**AIM OF THE EXERCISE**
Print only the closing part of the entries. It starts at the line containing "Identify the carved" and includes the final line, exactly as written.

Dataset entries
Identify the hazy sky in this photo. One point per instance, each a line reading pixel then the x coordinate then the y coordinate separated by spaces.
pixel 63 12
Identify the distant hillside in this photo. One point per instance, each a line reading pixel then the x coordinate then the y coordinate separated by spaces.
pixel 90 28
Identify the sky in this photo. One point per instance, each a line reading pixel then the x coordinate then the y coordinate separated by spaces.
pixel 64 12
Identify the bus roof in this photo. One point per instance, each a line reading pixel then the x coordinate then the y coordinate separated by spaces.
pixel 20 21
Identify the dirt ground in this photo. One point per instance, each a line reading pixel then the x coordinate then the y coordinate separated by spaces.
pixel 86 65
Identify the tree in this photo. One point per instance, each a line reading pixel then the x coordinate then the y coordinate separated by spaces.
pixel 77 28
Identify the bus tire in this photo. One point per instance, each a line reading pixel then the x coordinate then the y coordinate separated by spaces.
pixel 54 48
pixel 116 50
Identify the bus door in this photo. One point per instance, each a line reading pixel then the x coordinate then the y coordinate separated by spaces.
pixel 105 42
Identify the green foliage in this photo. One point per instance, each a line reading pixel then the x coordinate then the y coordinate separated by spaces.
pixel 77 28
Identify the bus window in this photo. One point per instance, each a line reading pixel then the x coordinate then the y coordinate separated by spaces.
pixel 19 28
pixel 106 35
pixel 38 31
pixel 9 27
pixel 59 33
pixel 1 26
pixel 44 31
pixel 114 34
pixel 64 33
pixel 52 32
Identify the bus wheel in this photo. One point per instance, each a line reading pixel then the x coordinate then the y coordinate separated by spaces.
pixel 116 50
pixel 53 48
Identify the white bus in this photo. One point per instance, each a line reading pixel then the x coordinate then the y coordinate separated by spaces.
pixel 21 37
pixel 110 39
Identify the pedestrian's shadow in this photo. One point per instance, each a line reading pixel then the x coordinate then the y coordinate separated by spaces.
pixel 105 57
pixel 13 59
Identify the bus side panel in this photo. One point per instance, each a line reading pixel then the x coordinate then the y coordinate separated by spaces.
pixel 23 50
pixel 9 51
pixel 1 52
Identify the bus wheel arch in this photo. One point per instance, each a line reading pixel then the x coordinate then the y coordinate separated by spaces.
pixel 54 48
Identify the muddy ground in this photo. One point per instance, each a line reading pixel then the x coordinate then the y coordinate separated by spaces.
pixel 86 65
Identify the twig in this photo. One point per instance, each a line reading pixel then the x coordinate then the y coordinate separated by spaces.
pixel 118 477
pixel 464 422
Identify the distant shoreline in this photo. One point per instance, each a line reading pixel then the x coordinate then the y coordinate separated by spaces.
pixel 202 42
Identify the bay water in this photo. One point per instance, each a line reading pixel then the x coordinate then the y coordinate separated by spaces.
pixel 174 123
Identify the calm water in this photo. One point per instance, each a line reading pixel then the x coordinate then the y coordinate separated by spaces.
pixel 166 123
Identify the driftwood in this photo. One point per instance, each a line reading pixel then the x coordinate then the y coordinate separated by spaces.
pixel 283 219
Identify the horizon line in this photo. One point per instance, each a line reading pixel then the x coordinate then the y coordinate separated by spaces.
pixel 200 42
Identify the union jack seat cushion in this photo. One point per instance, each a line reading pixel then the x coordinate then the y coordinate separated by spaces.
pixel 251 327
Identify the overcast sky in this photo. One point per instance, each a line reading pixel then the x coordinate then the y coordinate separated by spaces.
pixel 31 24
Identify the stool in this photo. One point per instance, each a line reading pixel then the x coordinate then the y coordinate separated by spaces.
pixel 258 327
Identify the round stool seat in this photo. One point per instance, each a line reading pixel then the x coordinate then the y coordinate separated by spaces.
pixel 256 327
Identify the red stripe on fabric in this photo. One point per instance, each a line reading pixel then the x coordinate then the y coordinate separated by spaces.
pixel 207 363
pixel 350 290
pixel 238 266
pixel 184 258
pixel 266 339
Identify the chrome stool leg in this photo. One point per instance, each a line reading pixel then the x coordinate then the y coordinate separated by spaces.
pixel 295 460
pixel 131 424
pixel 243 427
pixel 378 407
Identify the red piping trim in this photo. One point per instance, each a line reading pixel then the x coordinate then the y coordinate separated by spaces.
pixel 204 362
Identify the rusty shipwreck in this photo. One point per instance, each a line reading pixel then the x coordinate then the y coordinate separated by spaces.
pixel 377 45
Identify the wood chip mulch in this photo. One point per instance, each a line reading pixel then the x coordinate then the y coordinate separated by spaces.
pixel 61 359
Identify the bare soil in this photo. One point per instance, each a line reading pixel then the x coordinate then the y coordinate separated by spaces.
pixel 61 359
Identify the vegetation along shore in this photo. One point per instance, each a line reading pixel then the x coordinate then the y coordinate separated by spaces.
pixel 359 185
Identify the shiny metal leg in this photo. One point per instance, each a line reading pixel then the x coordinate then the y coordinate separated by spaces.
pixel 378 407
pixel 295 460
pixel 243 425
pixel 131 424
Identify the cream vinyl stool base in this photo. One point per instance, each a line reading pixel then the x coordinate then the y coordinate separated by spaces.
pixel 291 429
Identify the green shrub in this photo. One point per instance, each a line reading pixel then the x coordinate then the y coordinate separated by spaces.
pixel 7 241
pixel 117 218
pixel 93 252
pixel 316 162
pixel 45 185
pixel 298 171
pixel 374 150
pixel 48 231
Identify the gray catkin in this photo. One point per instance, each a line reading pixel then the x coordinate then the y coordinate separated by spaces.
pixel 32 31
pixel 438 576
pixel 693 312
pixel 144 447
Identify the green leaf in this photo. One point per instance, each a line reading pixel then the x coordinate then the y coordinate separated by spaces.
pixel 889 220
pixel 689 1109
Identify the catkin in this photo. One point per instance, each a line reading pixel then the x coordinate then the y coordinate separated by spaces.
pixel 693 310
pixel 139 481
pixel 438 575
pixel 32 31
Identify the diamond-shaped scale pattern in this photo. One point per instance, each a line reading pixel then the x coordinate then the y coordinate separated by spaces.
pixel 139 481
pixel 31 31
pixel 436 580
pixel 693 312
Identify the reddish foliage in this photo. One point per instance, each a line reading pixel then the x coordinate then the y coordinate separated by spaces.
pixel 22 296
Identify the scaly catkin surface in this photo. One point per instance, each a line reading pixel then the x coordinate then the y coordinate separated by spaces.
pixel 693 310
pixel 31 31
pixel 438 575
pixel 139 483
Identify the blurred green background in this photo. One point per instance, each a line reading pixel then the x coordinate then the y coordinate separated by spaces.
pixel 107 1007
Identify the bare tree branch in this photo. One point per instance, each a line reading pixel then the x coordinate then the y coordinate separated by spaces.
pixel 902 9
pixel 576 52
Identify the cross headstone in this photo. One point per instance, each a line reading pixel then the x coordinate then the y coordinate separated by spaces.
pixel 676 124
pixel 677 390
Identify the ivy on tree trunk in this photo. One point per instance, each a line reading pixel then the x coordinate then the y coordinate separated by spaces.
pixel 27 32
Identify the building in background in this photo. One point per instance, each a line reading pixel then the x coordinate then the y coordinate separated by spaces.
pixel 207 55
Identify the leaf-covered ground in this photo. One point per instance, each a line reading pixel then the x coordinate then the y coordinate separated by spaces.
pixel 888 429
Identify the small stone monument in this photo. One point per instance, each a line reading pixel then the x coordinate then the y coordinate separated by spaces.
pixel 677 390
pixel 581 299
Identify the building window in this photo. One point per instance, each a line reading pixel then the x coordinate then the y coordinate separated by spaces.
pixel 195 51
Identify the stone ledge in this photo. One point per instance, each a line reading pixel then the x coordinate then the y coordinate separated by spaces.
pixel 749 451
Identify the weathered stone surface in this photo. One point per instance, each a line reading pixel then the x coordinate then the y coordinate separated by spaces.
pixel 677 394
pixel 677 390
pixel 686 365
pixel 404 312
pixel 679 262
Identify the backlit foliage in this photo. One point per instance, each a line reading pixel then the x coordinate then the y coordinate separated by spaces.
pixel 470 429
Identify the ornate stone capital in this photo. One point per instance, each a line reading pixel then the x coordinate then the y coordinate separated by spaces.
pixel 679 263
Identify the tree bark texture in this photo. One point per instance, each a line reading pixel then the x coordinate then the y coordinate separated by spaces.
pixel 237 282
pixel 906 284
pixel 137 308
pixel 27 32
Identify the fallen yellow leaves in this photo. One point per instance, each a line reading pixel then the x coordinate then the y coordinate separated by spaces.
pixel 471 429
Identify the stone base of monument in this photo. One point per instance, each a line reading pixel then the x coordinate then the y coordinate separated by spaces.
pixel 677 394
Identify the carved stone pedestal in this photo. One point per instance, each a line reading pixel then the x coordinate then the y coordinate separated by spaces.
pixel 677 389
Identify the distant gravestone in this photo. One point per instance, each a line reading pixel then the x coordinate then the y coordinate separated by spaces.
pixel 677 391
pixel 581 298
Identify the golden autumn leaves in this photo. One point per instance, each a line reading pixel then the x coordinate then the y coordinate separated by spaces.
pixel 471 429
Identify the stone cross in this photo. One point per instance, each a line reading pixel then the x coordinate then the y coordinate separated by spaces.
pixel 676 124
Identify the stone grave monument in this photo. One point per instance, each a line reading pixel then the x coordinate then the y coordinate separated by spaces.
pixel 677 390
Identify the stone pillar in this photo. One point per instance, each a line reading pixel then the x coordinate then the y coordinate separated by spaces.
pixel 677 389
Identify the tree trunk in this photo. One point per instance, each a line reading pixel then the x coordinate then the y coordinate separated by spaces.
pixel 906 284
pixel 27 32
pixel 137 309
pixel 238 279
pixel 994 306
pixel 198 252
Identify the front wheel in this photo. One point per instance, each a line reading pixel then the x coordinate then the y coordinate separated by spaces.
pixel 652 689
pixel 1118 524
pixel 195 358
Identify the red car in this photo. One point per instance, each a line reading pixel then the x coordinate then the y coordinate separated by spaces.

**WRITTEN ANSWER**
Identify the carved stone pedestal in this photo. One point per instance, each a line reading pixel then the x coordinate then the y coordinate separated by spaces.
pixel 677 389
Identify the distant gravestone in this photo. One point per instance, each a line reading pixel then the x coordinate then the y coordinate separated by spaces.
pixel 677 391
pixel 581 298
Identify the golden autumn leaves in this photo. One point per instance, each a line reading pixel then the x coordinate then the y coordinate separated by spaces.
pixel 471 429
Identify the stone cross in this photo. One point per instance, each a line reading pixel then the x coordinate then the y coordinate separated by spaces.
pixel 676 124
Identify the stone grave monument in this photo. One point per instance, each a line reading pixel then the x coordinate then the y coordinate separated by spaces.
pixel 677 390
Identify the stone pillar in this photo. One point per instance, each a line reading pixel then the x coordinate then the y coordinate separated by spaces.
pixel 677 389
Identify the tree trunk in this photo. One point per instance, each a line reading pixel then the x coordinate then the y coordinate separated by spaces.
pixel 906 284
pixel 27 32
pixel 137 309
pixel 238 279
pixel 994 306
pixel 198 252
Identify the front wheel in this photo. One point per instance, each a line reading pixel then the x coordinate then the y coordinate separated by spaces.
pixel 652 689
pixel 1118 524
pixel 195 358
Identify the red car in this photo. One point per instance, each a line reading pixel then the x coordinate then the y coordinate separated by spaces.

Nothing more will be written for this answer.